Por Carolina Cuenca - ccuenca@uhora.com.py
Escuchando historias de gente que, teniendo oportunidades de estudiar y trabajar en sitios y de modos decentes, fracasa porque no es capaz de relacionarse positivamente con la realidad y con los desafíos que esta conlleva. Escuchando también historias de gente que, por el contrario, debe luchar el doble por crearse oportunidades mínimas que le permitan pensar en un futuro mejor, uno descubre como educador que las circunstancias realmente no nos determinan.
Nos condicionan ciertamente, como es evidente que ocurre con los campesinos sin tierra, por ejemplo, o con las personas que hoy están enfermas y buscan alivio en un centro público de salud, pero hay algo en los hombres que es capaz de sorprender, de brillar, de manifestarse en toda circunstancia, incluso en el dolor.
Lo decían unos especialistas en la obra del escritor Tolkien cuando enseñaban que él tuvo la sensibilidad de transmitir en las historias de El Señor de los Anillos, su aclamada trilogía, ese misterio que rodea la experiencia humana al enfrentar el dolor. Cuando todo se vuelve tragedia, surge con más esplendor la belleza de lo humano. “Eucatástrofe”, le decía el creador inglés, el giro esperanzador que salva las tragedias de la total oscuridad. Los poetas como Tolkien lo captaban profundamente. Él, que vivió la experiencia del sinsentido de la guerra mundial, donde murieron casi todos sus amigos de juventud...

| Tareas por realizar |
a. Según el fragmento seleccionado, ¿qué término usaba Tolkien para nombrar el giro esperanzador que salva las tragedias de la total oscuridad?
b. Retoma el fragmento seleccionado, sobre las circunstancias y la obra de Tolkien, y prosigue la redacción a partir de su último enunciado.

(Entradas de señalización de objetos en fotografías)
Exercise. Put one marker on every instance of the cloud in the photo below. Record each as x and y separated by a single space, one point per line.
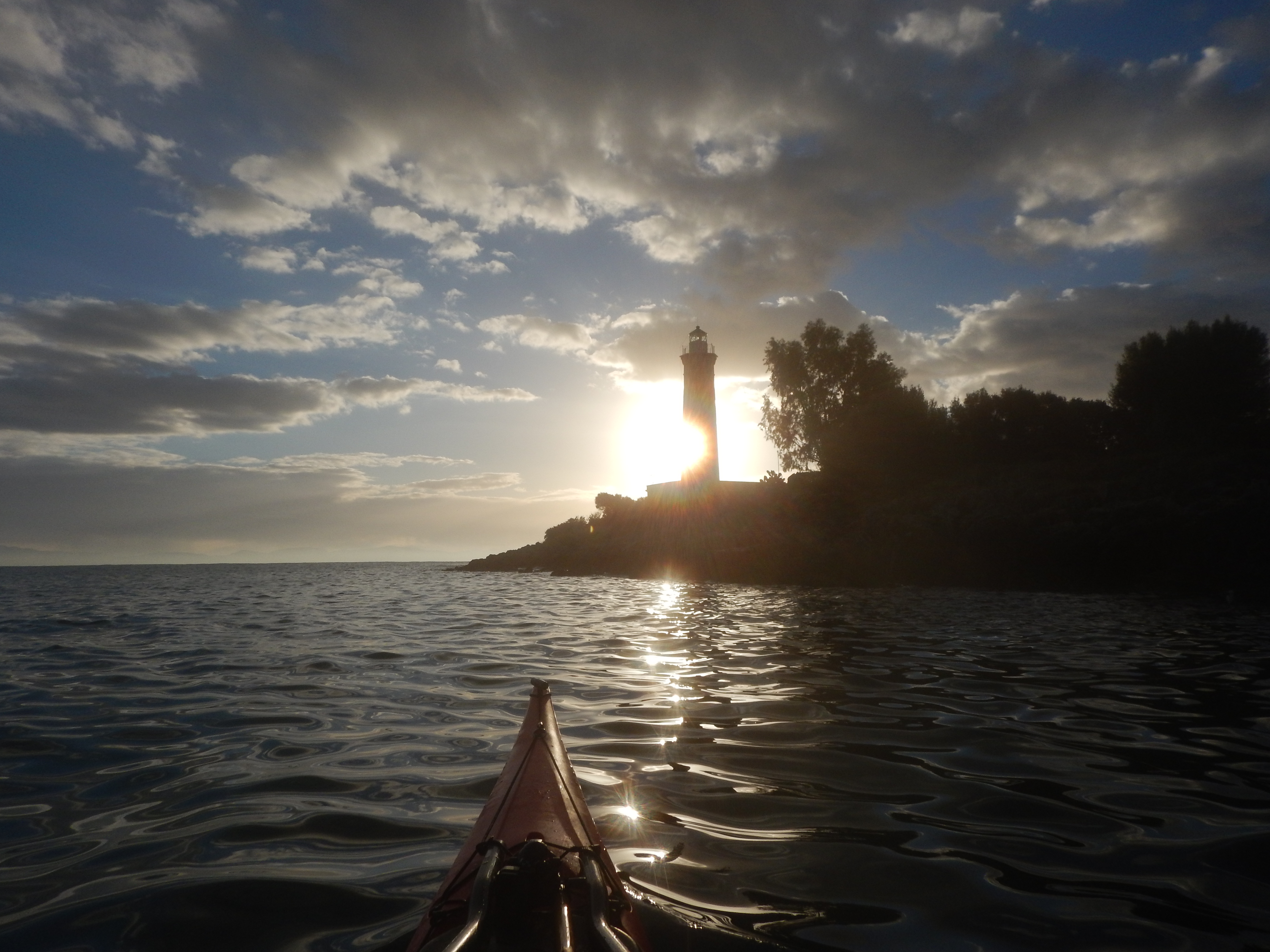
56 510
103 367
381 276
539 333
450 243
756 148
1069 343
223 210
59 60
952 34
652 338
280 261
37 331
343 461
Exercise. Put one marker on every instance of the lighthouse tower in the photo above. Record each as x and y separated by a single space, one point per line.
699 408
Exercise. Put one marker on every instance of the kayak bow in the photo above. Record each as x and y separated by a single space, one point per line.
534 874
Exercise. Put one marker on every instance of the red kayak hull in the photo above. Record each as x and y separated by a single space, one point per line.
538 795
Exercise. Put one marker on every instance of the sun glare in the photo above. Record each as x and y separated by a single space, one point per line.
656 446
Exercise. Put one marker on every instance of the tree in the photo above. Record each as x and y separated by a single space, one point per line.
1020 424
820 383
1199 383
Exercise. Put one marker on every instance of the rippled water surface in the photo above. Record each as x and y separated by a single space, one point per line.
287 757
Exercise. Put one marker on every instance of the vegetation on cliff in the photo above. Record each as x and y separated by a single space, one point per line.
1164 485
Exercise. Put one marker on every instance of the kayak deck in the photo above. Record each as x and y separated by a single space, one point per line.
534 874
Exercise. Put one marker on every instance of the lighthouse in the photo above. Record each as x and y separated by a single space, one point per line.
699 408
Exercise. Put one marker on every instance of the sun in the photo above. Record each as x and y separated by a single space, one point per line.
657 446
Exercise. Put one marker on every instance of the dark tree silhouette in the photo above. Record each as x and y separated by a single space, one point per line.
1196 384
1019 424
820 383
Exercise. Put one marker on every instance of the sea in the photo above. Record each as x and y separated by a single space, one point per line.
274 758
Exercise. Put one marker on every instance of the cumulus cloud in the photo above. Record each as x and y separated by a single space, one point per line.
47 50
651 339
539 333
381 276
280 261
223 210
954 34
450 243
1069 343
727 152
757 167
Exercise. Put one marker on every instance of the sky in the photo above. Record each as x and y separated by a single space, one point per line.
387 280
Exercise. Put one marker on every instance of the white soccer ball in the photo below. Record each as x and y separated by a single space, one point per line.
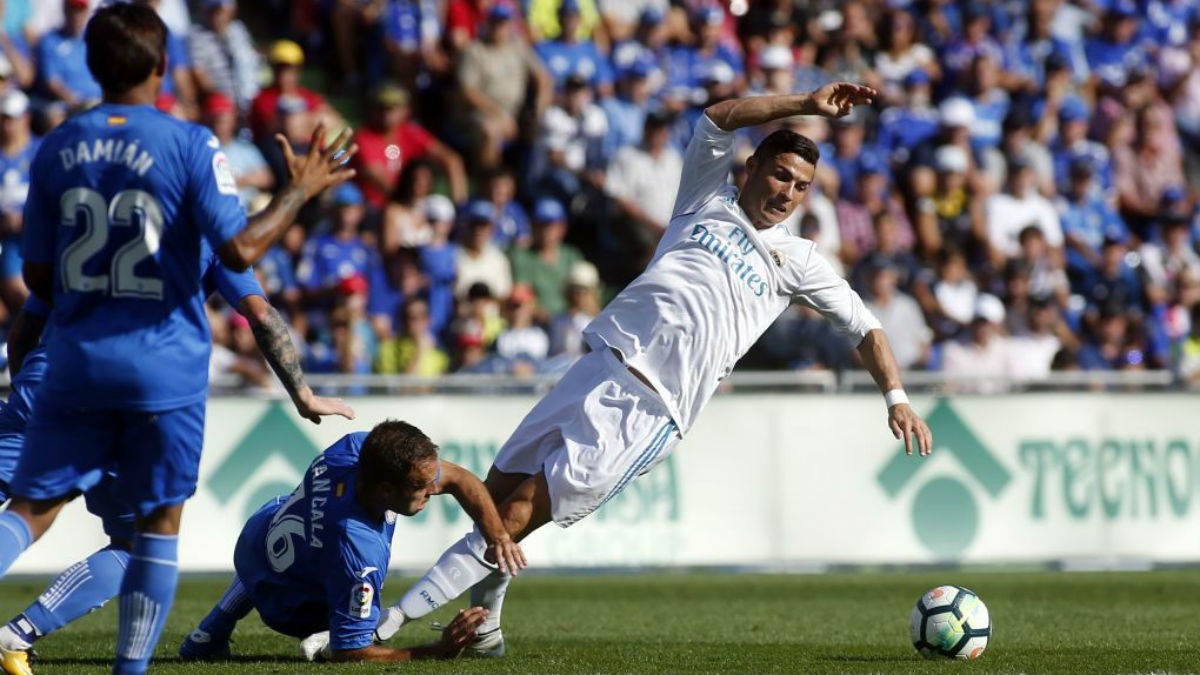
952 622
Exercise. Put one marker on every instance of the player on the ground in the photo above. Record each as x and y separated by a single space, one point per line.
723 273
90 583
121 198
317 559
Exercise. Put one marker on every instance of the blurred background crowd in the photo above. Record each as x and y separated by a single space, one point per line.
1020 199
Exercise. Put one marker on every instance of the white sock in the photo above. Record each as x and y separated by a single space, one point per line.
489 595
459 568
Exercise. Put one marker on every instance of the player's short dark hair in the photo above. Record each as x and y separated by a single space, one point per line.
126 43
786 141
391 449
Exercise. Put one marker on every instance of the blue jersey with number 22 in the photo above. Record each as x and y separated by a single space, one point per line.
120 199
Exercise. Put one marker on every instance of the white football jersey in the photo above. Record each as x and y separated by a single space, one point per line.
714 285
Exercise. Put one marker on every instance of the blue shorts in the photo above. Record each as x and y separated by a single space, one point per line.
10 257
281 609
156 455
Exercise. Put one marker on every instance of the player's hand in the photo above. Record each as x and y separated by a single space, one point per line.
324 166
507 555
838 99
905 424
312 407
461 631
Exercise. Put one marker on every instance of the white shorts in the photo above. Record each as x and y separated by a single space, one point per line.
595 431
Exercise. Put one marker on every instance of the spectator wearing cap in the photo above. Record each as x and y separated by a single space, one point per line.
1086 221
1115 53
582 305
250 168
61 59
981 362
901 55
178 83
1018 207
403 220
493 77
625 112
989 100
857 214
915 120
390 138
286 59
479 260
415 351
17 150
510 219
223 55
690 64
340 252
546 263
570 54
1073 144
1144 168
439 262
900 316
647 43
623 18
523 344
571 141
976 41
412 40
642 180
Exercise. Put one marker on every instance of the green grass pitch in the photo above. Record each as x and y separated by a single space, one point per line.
1044 622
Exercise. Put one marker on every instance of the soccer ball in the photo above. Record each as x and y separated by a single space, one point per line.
951 621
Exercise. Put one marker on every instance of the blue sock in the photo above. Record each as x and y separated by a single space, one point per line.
232 608
85 586
147 593
15 538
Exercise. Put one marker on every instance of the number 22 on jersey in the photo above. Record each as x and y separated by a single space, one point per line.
85 208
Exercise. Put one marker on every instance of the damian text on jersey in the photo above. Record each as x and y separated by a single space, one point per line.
113 150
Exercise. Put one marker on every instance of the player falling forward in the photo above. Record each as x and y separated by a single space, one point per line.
317 559
723 273
121 199
89 584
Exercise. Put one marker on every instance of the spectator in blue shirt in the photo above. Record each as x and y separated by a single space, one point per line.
1115 52
627 111
690 64
903 127
341 254
570 55
439 262
1073 144
1086 222
61 59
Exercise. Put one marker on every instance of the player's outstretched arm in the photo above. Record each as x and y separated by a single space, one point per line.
473 496
454 639
275 342
877 357
833 100
324 166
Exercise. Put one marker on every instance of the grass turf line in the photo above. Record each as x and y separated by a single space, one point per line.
1044 622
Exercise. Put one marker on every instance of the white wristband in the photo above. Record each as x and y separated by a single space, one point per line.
895 396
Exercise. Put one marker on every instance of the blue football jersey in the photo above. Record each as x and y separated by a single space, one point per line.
120 201
319 554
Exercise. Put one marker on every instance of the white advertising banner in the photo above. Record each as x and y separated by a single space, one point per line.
766 481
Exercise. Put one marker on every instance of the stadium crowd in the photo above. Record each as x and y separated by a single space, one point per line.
1020 198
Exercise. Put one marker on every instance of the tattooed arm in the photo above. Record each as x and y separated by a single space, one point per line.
274 340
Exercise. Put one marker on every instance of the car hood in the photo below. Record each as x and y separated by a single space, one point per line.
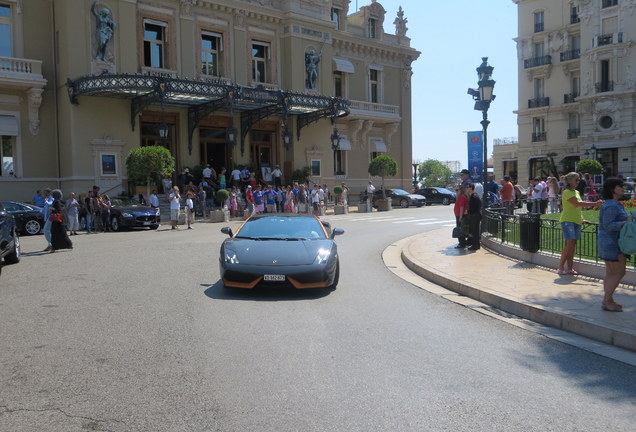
277 252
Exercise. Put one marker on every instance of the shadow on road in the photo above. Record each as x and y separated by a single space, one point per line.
219 292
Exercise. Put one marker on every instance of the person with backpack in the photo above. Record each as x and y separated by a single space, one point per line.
611 220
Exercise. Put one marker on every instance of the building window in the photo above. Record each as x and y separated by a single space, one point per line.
538 129
335 17
372 25
374 85
260 61
339 163
338 84
315 168
155 43
7 155
211 48
574 127
538 22
5 31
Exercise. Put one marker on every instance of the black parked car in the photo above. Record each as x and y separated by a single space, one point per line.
435 195
9 240
127 213
28 217
400 197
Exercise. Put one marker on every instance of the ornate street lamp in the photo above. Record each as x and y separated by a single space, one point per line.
483 95
231 135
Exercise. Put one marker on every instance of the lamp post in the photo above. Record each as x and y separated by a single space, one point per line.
483 95
335 145
415 166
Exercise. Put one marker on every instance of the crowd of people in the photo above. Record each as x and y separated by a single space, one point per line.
567 195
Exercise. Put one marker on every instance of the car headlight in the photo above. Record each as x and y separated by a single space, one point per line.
230 256
323 256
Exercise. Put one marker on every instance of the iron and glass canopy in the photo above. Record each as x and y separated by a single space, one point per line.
204 97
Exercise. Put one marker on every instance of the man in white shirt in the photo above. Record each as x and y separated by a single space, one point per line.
175 206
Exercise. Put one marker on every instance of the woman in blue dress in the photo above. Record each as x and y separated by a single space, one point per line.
611 219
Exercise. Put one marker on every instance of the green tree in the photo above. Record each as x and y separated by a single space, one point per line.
589 166
433 173
383 166
147 163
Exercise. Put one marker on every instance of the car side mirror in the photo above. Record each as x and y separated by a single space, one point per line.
337 231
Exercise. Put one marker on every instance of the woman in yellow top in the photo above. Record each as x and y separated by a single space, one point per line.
571 221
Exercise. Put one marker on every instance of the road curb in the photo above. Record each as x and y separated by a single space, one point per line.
571 323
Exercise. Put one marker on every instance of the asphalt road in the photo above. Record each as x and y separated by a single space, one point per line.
133 332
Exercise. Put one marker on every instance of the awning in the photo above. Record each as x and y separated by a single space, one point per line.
378 146
9 125
345 144
343 65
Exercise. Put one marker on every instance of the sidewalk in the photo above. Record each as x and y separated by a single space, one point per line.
570 303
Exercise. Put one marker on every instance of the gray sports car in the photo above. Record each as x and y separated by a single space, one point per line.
280 250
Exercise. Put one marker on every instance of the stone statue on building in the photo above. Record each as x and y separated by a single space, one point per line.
400 24
311 68
105 28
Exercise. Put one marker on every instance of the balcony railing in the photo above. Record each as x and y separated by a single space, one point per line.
605 86
390 110
609 39
539 136
571 55
537 61
538 102
570 97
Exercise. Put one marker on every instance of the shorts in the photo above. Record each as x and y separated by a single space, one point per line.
571 230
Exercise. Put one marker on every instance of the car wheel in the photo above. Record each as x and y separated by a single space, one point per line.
115 225
32 227
14 256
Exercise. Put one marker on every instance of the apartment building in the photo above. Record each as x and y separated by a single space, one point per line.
577 88
228 83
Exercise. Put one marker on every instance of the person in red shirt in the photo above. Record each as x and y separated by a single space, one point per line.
460 210
508 195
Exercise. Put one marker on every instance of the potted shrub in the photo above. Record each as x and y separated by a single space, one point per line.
383 166
145 164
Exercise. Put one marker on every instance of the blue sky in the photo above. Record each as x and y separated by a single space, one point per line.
453 36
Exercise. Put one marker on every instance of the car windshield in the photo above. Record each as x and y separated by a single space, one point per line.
282 228
124 202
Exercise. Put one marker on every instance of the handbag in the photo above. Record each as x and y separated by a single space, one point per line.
627 236
55 217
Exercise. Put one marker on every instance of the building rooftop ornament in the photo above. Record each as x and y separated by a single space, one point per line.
400 24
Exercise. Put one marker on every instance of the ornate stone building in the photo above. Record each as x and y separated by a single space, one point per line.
577 88
294 83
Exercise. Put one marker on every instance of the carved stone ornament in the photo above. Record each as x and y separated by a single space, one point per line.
34 96
186 6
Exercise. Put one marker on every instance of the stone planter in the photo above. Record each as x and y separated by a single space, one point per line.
383 204
341 209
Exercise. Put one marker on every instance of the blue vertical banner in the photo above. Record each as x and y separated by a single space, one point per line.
475 154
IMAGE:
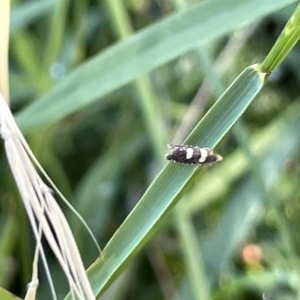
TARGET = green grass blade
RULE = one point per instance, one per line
(164, 191)
(27, 12)
(285, 43)
(142, 53)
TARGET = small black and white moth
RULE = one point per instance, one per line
(192, 155)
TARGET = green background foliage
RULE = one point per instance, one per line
(99, 88)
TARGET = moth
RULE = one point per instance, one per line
(192, 155)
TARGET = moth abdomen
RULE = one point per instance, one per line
(192, 155)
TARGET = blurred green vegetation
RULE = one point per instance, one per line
(100, 87)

| Respuestas |
a. "Eucatástrofe".

b.
Aunque el dolor está censurado en la mayoría de los espacios públicos, educativos y culturales por una cerrazón racionalista que a todo lo que no le encuentra una explicación, una etiqueta, lo niega. ¿Qué consecuencias trae esto?
Que al disminuir nuestra tolerancia personal al dolor, mucho menos podemos transmitirla a nuestros hijos como experiencia educativa.
Sin límites claros, alienados, pero siempre ansiosos de vivir cosas más profundas, las personas de este tiempo somos muy frágiles ante el dolor.
A veces, hasta incapaces de superar cualquier tropiezo y, lo que es peor, con medios insuficientes para aprender de ello.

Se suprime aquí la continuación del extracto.